___ RAW RECORDS ___

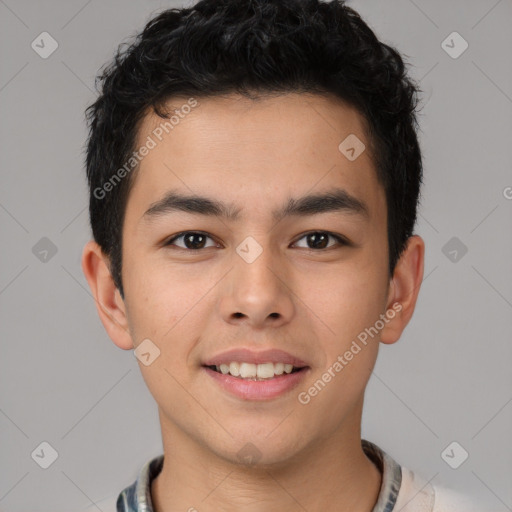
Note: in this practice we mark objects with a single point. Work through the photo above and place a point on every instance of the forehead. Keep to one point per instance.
(239, 148)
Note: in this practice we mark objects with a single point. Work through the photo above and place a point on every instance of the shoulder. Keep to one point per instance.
(419, 495)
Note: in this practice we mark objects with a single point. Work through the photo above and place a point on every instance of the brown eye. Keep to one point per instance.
(193, 240)
(320, 240)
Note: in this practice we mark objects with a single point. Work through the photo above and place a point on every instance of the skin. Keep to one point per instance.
(309, 302)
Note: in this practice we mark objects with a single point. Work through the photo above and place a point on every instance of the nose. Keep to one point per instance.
(257, 292)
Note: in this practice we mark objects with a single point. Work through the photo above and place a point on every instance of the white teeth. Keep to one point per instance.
(234, 369)
(247, 370)
(254, 371)
(279, 368)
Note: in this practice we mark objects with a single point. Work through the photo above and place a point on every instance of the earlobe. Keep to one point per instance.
(404, 289)
(109, 304)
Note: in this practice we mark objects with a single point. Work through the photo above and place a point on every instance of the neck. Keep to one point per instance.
(334, 474)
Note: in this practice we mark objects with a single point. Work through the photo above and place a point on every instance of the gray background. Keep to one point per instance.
(64, 382)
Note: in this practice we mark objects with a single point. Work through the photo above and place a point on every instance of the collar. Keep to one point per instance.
(137, 497)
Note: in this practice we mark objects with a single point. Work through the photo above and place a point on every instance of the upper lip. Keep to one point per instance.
(244, 355)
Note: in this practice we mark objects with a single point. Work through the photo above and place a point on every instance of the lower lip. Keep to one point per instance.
(257, 389)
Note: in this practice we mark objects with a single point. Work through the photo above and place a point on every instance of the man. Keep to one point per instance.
(254, 173)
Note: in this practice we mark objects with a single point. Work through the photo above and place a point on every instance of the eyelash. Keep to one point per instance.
(339, 239)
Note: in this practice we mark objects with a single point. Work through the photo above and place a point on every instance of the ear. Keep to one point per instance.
(404, 288)
(110, 305)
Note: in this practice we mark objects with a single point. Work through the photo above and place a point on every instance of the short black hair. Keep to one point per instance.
(254, 48)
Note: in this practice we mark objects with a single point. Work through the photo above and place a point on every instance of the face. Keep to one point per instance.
(255, 287)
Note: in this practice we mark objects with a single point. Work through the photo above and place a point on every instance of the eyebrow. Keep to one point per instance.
(335, 200)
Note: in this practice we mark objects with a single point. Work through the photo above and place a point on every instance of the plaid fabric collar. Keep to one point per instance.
(137, 497)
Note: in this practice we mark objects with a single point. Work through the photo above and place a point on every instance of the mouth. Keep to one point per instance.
(255, 372)
(250, 375)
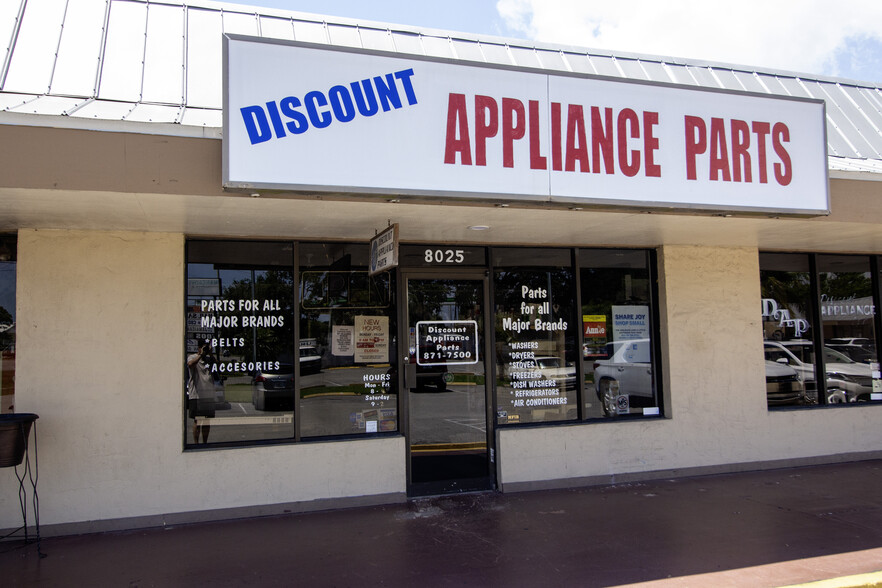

___

Reproduce the records from the line containing "ear. Keep to one point per instance." through the end of the records, requests included, shifting every point coordinate in the answers up by 3. Omit the pictures from your answer.

- RESULT OF THE EXERCISE -
Note: in this practice we mark objects with a single point. Work through the photo above and place a point on every instance of the ear. Keep to one point per instance.
(407, 291)
(113, 308)
Note: in this practice we mark objects with a single point. Work through the photo above and place a point on every instance of the short black hair. Keep to one point per instance.
(257, 51)
Note: in this practice we mark objects with a single point. Work through the photo above and place a point on every instance of the face. Keep to one point per instance.
(258, 290)
Note: in this practice we mark objects with a single point. Work through the photo above and place a point on every instance of the eyebrow. Keep to one point per instance.
(338, 203)
Note: in this practice we mark objects with a single point. Work through the photo above and place a point on every instance of the plaid fabric collar. Keep to one point per instance.
(140, 500)
Note: in this practice we mark objects with a single point. Work through the photo above and place a point on every instance of the mouth. Keep to one point per instance.
(258, 375)
(253, 378)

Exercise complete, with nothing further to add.